Anyway, I was nagged/bullied/pestered by Chachic of Chachic’s Book Nook to start my own book blog because I made (maybe) one long comment too many in her blog. LOL. It appears that I have a lot to say when it comes to books and genres that I love (mostly YA and speculative fiction, with the odd romance novel thrown in), though I do try to read new genres and authors as well. Thus the blog name.

So. Since I pretty much committed to start this blog after attending the 1st Filipino Reader Conference last September 14, I figured that doing a write up on my Readercon experience would be a fitting way to start.

The conference was divided into three parts – a keynote speech about the blurring lines between readers and writers, a panel discussion on book clubs, and a panel discussion on book blogging.

Carljoe Javier (whose work I haven’t read yet – something that I must rectify soon) made an interesting case in support of self-publishing and self-promoting one’s work. It’s true that these days an author isn’t just selling his work to the public, he’s selling himself as well. Good “customer relations” is definitely a plus when it comes to moving copies off the shelves, and that means reaching out to the public (who may be considered as potential fans/followers) via regularly updated author blogs, facebook/twitter/tumblr/google+ pages. With this in mind, it’s easy to see how a reader can cross the line into becoming an author by simply flexing a bit of social media muscle and doing some real-life legwork.

The panel discussion on book clubs was intriguing, although I must admit that I’m probably not the type of person who’d become active in one of those. While it’s true that book clubs (as Gege Sugue of Flips Flipping Pages said) mean that reading isn’t limited to being a solitary experience anymore, I’ve been lucky enough to have developed quite early on a small network of online and real life friends who share my reading tastes. I suppose that the regular monthly meet-ups that book clubs do might not be for me, or maybe I just don’t have the discipline to stick to an assigned monthly read.

Now, the panel on book blogging. That was what I was waiting for. Five panelists (including Chachic) with five very different approaches to blogging and capturing readers. Although I think that Charles of Bibliophile Stalker made one of the most interesting points of the day, since his approach to blogging was essentially a paraphrasing of the definitions of segmentation, targeting, and positioning from marketing parlance. The other four bloggers (Tarie, Chachic, Aldrin, and Sasha) seem to subscribe more to the – in Sasha’s words – “reading journal” school of thought.

[Dataset content]
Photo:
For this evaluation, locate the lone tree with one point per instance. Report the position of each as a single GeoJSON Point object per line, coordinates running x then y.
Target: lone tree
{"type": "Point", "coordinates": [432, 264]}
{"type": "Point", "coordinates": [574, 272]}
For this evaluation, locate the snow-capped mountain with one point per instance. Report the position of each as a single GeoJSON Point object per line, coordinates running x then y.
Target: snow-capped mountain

* * *

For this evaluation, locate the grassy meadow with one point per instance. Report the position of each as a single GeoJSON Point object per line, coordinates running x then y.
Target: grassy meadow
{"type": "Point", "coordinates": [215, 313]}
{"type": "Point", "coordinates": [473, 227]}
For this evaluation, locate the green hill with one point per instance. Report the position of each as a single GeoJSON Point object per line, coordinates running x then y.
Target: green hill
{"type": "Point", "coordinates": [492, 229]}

[Aim of the exercise]
Please write out, word for word, the part of the reader conference post that opens with the words containing "Now, the panel" and closes with "school of thought.".

[Full answer]
Now, the panel on book blogging. That was what I was waiting for. Five panelists (including Chachic) with five very different approaches to blogging and capturing readers. Although I think that Charles of Bibliophile Stalker made one of the most interesting points of the day, since his approach to blogging was essentially a paraphrasing of the definitions of segmentation, targeting, and positioning from marketing parlance. The other four bloggers (Tarie, Chachic, Aldrin, and Sasha) seem to subscribe more to the – in Sasha’s words – “reading journal” school of thought.